Das Fotostudio hatte schnell einen guten Ruf und regen Zulauf, nicht zuletzt weil sich Munde Adlhoch an jeden Kunden erinnerte und ihn mit Namen begrüßte. Der Platz reichte nicht mehr aus. 1966 verlegten die Adlhochs ihr Geschäft ins Haus Schrannenstraße 18, das sie auf Rentenbasis kauften. "Wieder stürzten wir uns in Schulden und hatten noch mehr Arbeit", bekennt Josef. Sie ließen den Innenhof überdachen und richteten dort das Porträtatelier hinter dem Laden ein. Im ersten Stock waren Passfotoatelier und Dunkelkammer untergebracht, in der zweiten Etage Büro und Lager.

Anfang der 70er Jahre trat die Farbfotografie ihren Siegeszug an. Brautpaare wünschten sich Bilder im Freien – Alte Anatomie, Neues Schloss und Luitpoldpark waren beliebte Hintergrundmotive. Rollfilme mit zwölf Aufnahmen und eine 6x6-Hasselblad machten’s möglich. Im Studio waren "Frontprojektionen" der Renner. Da wurde zum Beispiel ein Dia des Treppenhauses in der Würzburger Residenz auf die Leinwand projiziert und das Hochzeitspaar davor drapiert.

Im Jahr 2000 übernahm Tochter Gabi Bienert das Geschäft und zog damit an die Proviantstraße. "Auch danach haben wir noch mit- und ausgeholfen", sagt die heute 83-jährige Munde. "Aber mit 75 war bei mir dann endgültig Schluss."

Seit 1. Juli dieses Jahres ist Bodo Pitzer Inhaber des Fotostudios Adlhoch. Der 50-Jährige betreibt ein Atelier in Moosburg, "aber der Schwerpunkt liegt in Ingolstadt", betont er. Josef Adlhoch und Pitzer kennen sich seit vielen Jahren, weil er mal Geschäftsführer eines Rahmengroßhandels war, bei dem Adlhoch einkaufte. "Ich habe ihm das Geschäft angeboten, weil er technisch sehr versiert und ein guter Fotograf ist", weiß Josef Adlhoch das Werk von zwei Leben in guten Händen.
════════════════════
:: AUSZUFÜHRENDE AUFGABEN ::
1. Prüfe, ob die Aussagen (a) bis (c) mit dem Text zum Fotostudio Adlhoch übereinstimmen, und belege jedes Ja oder Nein mit den entscheidenden Worten des Textes als wörtliches Zitat. (a) Die Adlhochs verlegten ihr Geschäft 1966 in die Schrannenstraße 18. (b) Das Passfotoatelier befand sich in der zweiten Etage. (c) Gabi Bienert übernahm das Geschäft im Jahr 2000.
2. Gib den Abschnitt des Textes zum Fotostudio Adlhoch, der mit „Das Fotostudio hatte“ beginnt und bis „Büro und Lager.“ reicht, erneut wieder und tausche dabei „Dunkelkammer“ gegen „Fotolabor“.

Einträge aus einem Satz von Punktannotationen:
════════════════════
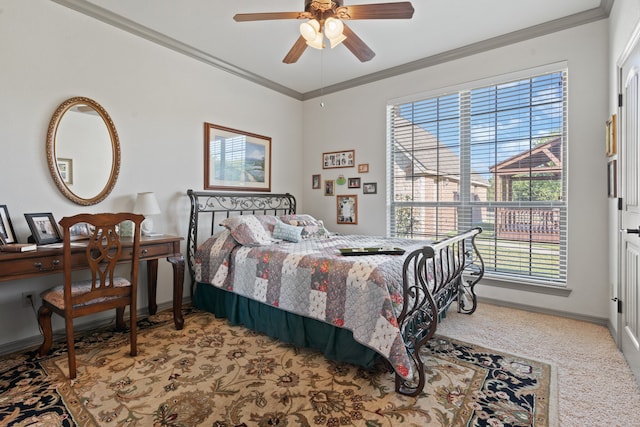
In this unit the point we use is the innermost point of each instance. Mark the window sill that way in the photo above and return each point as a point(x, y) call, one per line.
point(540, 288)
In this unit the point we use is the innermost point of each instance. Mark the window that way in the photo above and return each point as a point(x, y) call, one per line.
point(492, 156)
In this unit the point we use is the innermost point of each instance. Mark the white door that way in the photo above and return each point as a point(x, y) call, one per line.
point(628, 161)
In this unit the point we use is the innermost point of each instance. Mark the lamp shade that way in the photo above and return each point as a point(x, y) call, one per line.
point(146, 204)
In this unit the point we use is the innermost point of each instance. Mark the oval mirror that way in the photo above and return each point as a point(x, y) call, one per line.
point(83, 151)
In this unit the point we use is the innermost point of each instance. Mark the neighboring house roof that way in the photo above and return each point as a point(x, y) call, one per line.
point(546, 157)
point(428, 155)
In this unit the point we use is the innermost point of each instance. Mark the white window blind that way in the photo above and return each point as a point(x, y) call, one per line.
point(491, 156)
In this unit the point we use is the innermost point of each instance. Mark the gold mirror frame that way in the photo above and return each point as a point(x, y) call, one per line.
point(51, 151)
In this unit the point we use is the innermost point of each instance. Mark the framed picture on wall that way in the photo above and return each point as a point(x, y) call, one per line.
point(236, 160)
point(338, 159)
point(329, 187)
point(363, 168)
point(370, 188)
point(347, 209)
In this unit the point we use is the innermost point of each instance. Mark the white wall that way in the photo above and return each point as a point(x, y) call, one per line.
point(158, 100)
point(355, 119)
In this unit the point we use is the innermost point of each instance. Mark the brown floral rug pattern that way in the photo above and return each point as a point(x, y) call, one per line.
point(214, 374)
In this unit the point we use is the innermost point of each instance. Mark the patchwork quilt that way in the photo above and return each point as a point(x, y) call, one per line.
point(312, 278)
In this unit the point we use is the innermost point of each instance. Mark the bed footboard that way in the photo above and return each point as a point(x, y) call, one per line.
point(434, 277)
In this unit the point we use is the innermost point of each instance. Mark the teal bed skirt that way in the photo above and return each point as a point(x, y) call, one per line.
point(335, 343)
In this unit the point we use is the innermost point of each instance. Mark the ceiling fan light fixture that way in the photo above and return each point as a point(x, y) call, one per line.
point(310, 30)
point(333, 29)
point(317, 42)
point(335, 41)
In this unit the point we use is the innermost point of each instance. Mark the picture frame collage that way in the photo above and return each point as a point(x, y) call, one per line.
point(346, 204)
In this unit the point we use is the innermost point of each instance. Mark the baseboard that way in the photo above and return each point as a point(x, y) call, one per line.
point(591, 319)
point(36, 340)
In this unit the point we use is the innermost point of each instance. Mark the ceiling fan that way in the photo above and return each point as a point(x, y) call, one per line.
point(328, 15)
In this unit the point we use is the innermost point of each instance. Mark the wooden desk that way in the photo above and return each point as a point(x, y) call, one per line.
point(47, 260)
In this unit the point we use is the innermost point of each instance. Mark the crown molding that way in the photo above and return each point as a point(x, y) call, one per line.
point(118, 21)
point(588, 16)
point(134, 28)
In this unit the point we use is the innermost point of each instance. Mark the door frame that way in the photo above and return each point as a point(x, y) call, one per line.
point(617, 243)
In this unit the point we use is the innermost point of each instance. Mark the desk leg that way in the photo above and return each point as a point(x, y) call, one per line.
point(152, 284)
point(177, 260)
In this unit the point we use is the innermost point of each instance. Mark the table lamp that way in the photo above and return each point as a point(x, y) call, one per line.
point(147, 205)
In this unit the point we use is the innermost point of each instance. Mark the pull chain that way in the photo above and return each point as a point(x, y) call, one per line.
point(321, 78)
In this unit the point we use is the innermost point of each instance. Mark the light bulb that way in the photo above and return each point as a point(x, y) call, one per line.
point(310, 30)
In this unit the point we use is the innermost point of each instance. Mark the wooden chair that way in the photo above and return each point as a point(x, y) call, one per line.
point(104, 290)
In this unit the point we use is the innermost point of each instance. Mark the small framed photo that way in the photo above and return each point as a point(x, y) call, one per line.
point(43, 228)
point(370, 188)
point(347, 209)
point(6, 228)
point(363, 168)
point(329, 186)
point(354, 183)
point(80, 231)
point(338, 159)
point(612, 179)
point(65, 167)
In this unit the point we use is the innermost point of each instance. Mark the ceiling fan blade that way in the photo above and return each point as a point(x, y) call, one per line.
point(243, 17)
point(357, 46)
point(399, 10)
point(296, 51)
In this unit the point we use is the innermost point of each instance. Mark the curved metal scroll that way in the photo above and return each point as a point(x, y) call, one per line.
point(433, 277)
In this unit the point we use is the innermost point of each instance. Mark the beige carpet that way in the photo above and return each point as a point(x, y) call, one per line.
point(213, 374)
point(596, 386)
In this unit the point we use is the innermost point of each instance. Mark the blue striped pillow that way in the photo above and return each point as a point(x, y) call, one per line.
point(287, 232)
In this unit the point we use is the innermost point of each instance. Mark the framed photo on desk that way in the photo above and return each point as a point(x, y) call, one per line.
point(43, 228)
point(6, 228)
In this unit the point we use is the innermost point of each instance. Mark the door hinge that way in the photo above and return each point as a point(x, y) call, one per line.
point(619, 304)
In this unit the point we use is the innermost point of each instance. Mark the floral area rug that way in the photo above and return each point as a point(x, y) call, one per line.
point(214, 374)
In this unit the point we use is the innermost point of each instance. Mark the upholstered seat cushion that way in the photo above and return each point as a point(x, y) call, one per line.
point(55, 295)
════════════════════
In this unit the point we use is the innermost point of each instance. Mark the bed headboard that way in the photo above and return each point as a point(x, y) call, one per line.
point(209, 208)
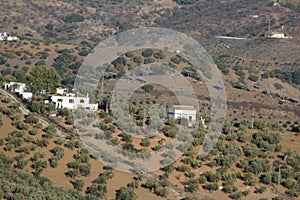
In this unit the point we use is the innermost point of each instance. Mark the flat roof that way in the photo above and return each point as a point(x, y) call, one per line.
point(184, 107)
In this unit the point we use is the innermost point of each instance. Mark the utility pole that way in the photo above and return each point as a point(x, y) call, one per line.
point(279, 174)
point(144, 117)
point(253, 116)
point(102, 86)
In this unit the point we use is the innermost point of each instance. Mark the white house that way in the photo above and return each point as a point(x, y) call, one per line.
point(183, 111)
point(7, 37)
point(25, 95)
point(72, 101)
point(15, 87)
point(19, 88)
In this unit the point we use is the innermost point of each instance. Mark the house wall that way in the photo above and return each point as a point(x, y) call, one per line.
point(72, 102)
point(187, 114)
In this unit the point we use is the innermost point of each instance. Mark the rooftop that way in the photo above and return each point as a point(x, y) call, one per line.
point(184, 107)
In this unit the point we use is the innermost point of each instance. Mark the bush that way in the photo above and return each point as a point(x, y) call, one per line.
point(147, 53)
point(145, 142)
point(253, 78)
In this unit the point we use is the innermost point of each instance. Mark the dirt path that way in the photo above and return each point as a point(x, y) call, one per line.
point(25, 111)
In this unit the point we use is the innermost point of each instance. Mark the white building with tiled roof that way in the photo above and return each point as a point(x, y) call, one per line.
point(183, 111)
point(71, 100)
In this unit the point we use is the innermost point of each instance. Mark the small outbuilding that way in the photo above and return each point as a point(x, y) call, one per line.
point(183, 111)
════════════════════
:: VOLLSTÄNDIGE ANTWORTEN ::
1.
(a) Ja: „1966 verlegten die Adlhochs ihr Geschäft ins Haus Schrannenstraße 18“
(b) Nein: „Im ersten Stock waren Passfotoatelier und Dunkelkammer untergebracht“
(c) Ja: „Im Jahr 2000 übernahm Tochter Gabi Bienert das Geschäft“

2.
Das Fotostudio hatte schnell einen guten Ruf und regen Zulauf, nicht zuletzt weil sich Munde Adlhoch an jeden Kunden erinnerte und ihn mit Namen begrüßte. Der Platz reichte nicht mehr aus. 1966 verlegten die Adlhochs ihr Geschäft ins Haus Schrannenstraße 18, das sie auf Rentenbasis kauften. "Wieder stürzten wir uns in Schulden und hatten noch mehr Arbeit", bekennt Josef. Sie ließen den Innenhof überdachen und richteten dort das Porträtatelier hinter dem Laden ein. Im ersten Stock waren Passfotoatelier und Fotolabor untergebracht, in der zweiten Etage Büro und Lager.